Then Karen Baker, a nurse practitioner from the Pain and Palliative Care Service, joined Jack’s team of caregivers. She explained that the service employed specialists to deal with the medical, psychological, social, and spiritual dimensions of suffering, and she probed gently to find out how Jack was coping.
Besides the nausea, he told her, he was suffering from insomnia, loss of appetite, and—something he had never experienced before—anxiety. Karen explained that the palliative-care team could probably help. Along with conventional approaches such as counseling, spiritual guidance, and drugs, the unit offers alternative approaches, including acupuncture, massage, biofeedback, pet therapy, recreation therapy, reiki, and hypnosis.
“Many institutions have palliative-care services, but they are only available for end-of-life care, which Medicare will pay for,” says Ann Berger, chief of the Clinical Center’s Pain and Palliative Care Service. “Here we see patients months to years before death. We also provide many complementary services that other institutions don’t offer because insurance won’t pay for them.”

_Apply what you read_
- 1) In the palliative-care passage, rewrite the paragraph that begins "Besides the nausea" as a short bulleted list that keeps its main facts.
- 2) Translate this sentence from the palliative-care passage into Spanish: "Karen explained that the palliative-care team could probably help."
- 3) List every alternative approach that the palliative-care passage says the unit offers.

_Data segment_
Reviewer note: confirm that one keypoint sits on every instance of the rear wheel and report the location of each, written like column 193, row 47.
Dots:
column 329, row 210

_Responses by item number_
- 1)
- Besides nausea, Jack had insomnia, loss of appetite, and anxiety. He had never felt anxiety before.
- Karen said the palliative-care team could probably help.
- Conventional approaches: counseling, spiritual guidance, and drugs.
- Alternative approaches: acupuncture, massage, biofeedback, pet therapy, recreation therapy, reiki, and hypnosis.

- 2) Karen explicó que el equipo de cuidados paliativos probablemente podría ayudar.

- 3)
- acupuncture
- massage
- biofeedback
- pet therapy
- recreation therapy
- reiki
- hypnosis